Alla luce di quanto esposto, deve affermarsi che una interpretazione – costituzionalmente orientata e coerente con le norme di legge innanzi evocate – della clausola del bando, che consente alla Pubblica amministrazione “la facoltà di annullare la gara senza che le partecipanti possano avanzare richiesta per eventuali rimborsi, compensi o indennizzi a qualsiasi titolo”, comporta che i soli “indennizzi” esclusi in via preventiva sono quelli che non presuppongono responsabilità della Pubblica Amministrazione, non essendo al contrario ammissibile una limitazione preventiva della responsabilità per illecito della P.A.

Nel caso di specie, quindi, non è la natura dell’atto (revoca e non annullamento) ad escludere il diritto alla tutela giurisdizionale dei partecipanti alla gara, onde far accertare dal giudice la eventuale responsabilità dell’amministrazione (in ciò concordando con l’amministrazione appellante che estende l’interpretazione della clausola a tutti gli atti adottati in esercizio del potere di autotutela).

══════

Compiti richiesti
1/ Nel brano sulla clausola del bando, elenca le cose che, in caso di annullamento della gara, le partecipanti non possono richiedere.
2/ Secondo il brano sulla clausola del bando, qual è la natura dell'atto adottato nel caso di specie?
3/ Prosegui il brano sulla clausola del bando di gara a partire dall'ultima frase riportata.
Le voci riportate non hanno alcuna relazione con il brano sulla clausola del bando.

Voci di dati salvate:
══════

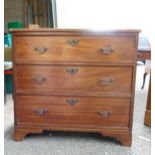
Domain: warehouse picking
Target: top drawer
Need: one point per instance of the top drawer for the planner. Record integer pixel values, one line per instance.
(107, 49)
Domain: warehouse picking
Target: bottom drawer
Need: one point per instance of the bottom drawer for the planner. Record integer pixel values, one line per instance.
(46, 110)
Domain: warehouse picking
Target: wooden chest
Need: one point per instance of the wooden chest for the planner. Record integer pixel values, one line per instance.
(74, 80)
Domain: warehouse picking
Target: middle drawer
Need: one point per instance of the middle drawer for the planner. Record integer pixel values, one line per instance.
(75, 79)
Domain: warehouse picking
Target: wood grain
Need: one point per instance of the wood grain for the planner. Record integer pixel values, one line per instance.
(88, 49)
(74, 80)
(85, 79)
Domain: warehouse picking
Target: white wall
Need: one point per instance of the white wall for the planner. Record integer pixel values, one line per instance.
(105, 14)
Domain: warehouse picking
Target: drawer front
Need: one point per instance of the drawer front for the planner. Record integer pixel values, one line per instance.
(74, 79)
(46, 110)
(73, 48)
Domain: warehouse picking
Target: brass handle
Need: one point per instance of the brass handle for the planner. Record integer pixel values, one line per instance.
(72, 101)
(106, 50)
(104, 113)
(39, 79)
(40, 111)
(73, 42)
(40, 50)
(107, 81)
(72, 70)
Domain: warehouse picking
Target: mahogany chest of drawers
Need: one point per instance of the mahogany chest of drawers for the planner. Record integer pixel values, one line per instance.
(74, 80)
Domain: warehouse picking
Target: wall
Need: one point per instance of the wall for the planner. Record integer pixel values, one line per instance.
(105, 14)
(13, 11)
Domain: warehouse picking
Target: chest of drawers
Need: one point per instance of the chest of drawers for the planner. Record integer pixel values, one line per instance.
(74, 80)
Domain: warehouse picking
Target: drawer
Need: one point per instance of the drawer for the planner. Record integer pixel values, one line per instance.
(74, 79)
(48, 110)
(107, 49)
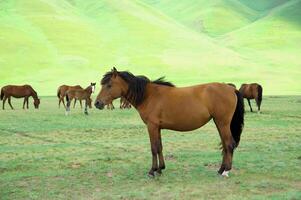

══════

Le risposte
1/ Rimborsi, compensi, indennizzi.

2/ Si tratta di una revoca e non di un annullamento.

3/
Ciò che rende ammissibile la domanda di accertamento della responsabilità della P.A. (e, se del caso, di conseguente condanna della medesima al risarcimento del danno) è la irriferibilità della clausola medesima alle ipotesi in cui si controverte, appunto, di responsabilità della P.A., nei sensi innanzi chiariti.

E’ in tali sensi che deve essere letto quanto esposto dalle attuali società appellate fin dal ricorso instaurativo del giudizio di I grado (ed ora, in particolare, pag. 49 appello), allorchè queste lamentano che l’interpretazione data dall’amministrazione alla clausola del disciplinare avrebbe portato a configurare l’autotutela come un “potere libero”, vale a dire, più precisamente, come un potere esente da conseguenze sul piano della responsabilità per la pubblica amministrazione che lo esercita.

Per le ragioni sin qui esposte, il terzo motivo di appello è infondato e deve essere, pertanto, rigettato.

5. Accertata l’infondatezza dell’appello proposto dal Ministero delle infrastrutture, con conseguente rigetto del medesimo, occorre esaminare l’appello incidentale proposto dalle società appellate.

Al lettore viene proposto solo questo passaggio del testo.